Copy the rows from their beginning through the line containing "M96 135L96 134L95", both ends included, and change every "parking lot pavement" to "parking area surface" while leaving everything else as it is. Leave the pictures out of your answer.

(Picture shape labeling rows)
— Begin —

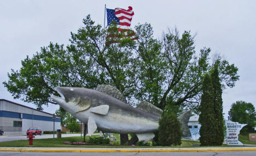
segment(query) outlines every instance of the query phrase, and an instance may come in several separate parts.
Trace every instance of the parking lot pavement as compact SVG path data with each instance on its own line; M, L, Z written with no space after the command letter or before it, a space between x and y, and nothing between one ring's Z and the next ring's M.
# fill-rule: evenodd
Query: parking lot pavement
M96 135L96 134L95 134ZM62 134L61 137L72 137L80 136L81 134ZM83 137L83 135L82 135ZM55 135L55 137L57 137L57 135ZM42 134L42 135L37 135L35 136L35 139L53 138L53 134ZM27 135L0 135L0 142L10 141L14 140L27 140Z

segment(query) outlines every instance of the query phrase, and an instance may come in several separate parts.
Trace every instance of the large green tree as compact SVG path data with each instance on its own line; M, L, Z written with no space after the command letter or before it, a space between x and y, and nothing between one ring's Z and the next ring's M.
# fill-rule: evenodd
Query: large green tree
M212 87L213 89L213 109L216 122L216 137L214 137L215 145L221 146L224 141L224 118L223 106L222 101L222 89L220 80L219 77L219 70L215 67L211 74ZM201 110L203 111L203 110Z
M202 75L213 68L210 49L197 56L189 32L179 35L168 30L162 38L153 36L150 24L135 27L138 39L106 44L107 30L88 15L84 27L71 33L71 44L50 43L31 58L22 61L19 70L8 73L3 82L15 98L33 103L38 108L55 103L56 86L95 88L110 84L127 98L130 104L147 100L162 109L195 108L199 105ZM223 86L232 87L238 80L237 68L218 59Z
M139 24L135 30L138 39L106 44L108 33L117 33L114 24L107 31L95 25L90 15L83 23L71 33L69 45L51 43L31 58L27 56L20 69L8 74L3 84L15 98L42 109L43 105L55 104L50 94L57 95L56 86L94 89L109 84L129 104L144 100L162 109L199 106L202 75L212 69L211 50L203 48L197 56L189 32L180 36L177 31L168 30L157 39L150 24ZM217 61L222 85L233 87L239 79L237 68L224 59Z
M256 125L256 112L252 103L244 101L237 101L233 103L229 111L229 115L232 121L247 124L251 128Z
M215 138L217 137L218 125L215 117L214 94L210 75L206 74L202 82L200 111L199 122L201 126L199 131L199 140L201 146L216 145Z

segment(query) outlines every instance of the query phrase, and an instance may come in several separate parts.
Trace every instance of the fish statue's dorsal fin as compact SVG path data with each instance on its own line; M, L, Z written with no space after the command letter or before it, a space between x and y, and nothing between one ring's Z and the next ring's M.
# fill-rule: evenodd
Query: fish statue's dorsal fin
M125 103L127 103L125 97L123 95L121 92L119 91L118 88L114 86L110 86L109 85L100 85L97 86L96 90L112 96Z
M159 115L159 116L161 116L163 112L161 109L146 101L143 101L140 103L137 106L136 108L149 113Z

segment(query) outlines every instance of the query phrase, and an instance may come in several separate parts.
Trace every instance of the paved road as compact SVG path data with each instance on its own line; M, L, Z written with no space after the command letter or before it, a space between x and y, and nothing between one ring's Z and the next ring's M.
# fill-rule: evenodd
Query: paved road
M62 134L61 137L79 136L81 134ZM42 135L37 135L35 136L35 139L53 138L53 134L42 134ZM83 136L82 136L83 137ZM55 135L55 137L57 137L57 135ZM0 135L0 142L10 141L14 140L27 140L26 135Z
M191 156L205 156L205 155L223 155L223 156L247 156L256 155L256 152L244 151L244 152L145 152L145 153L76 153L76 152L60 152L60 153L48 153L48 152L0 152L0 156L167 156L167 155L191 155Z

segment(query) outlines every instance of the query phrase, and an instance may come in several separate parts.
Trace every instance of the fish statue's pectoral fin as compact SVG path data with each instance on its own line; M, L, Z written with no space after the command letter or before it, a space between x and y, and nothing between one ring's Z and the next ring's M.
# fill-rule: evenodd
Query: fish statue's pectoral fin
M155 135L153 133L139 133L136 134L136 135L139 141L144 140L146 142L149 141L155 137Z
M91 136L97 129L97 125L92 117L89 117L88 123L88 135Z
M102 115L106 115L108 113L109 106L107 105L100 105L97 107L92 107L90 109L91 112L94 112Z

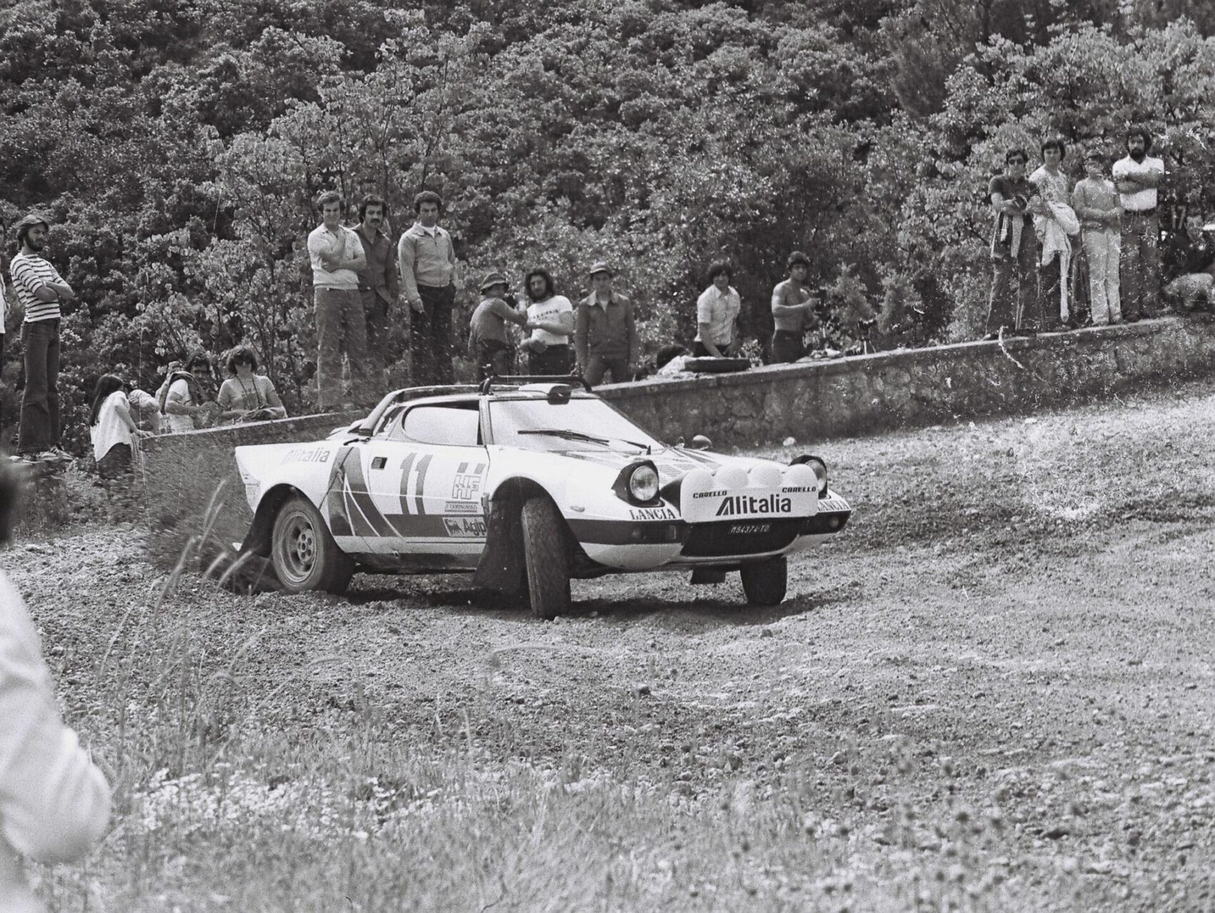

— End —

**FULL RESPONSE**
segment(query) outlines every instance of the query phrase, and an instance may come in several separate parts.
Trace every instance of the parking area surface as compact SVG path data with each instance on its own line; M, L, Z written with no space after the command letter or before it, a space between x and y, and nothing between one ring's Z and the next ring's M.
# fill-rule: evenodd
Query: parking area surface
M96 135L96 134L95 134ZM62 134L61 137L72 137L80 136L81 134ZM83 137L83 135L82 135ZM55 135L55 137L57 137L57 135ZM42 134L42 135L37 135L35 136L35 139L53 138L53 134ZM27 135L0 135L0 142L10 141L14 140L27 140Z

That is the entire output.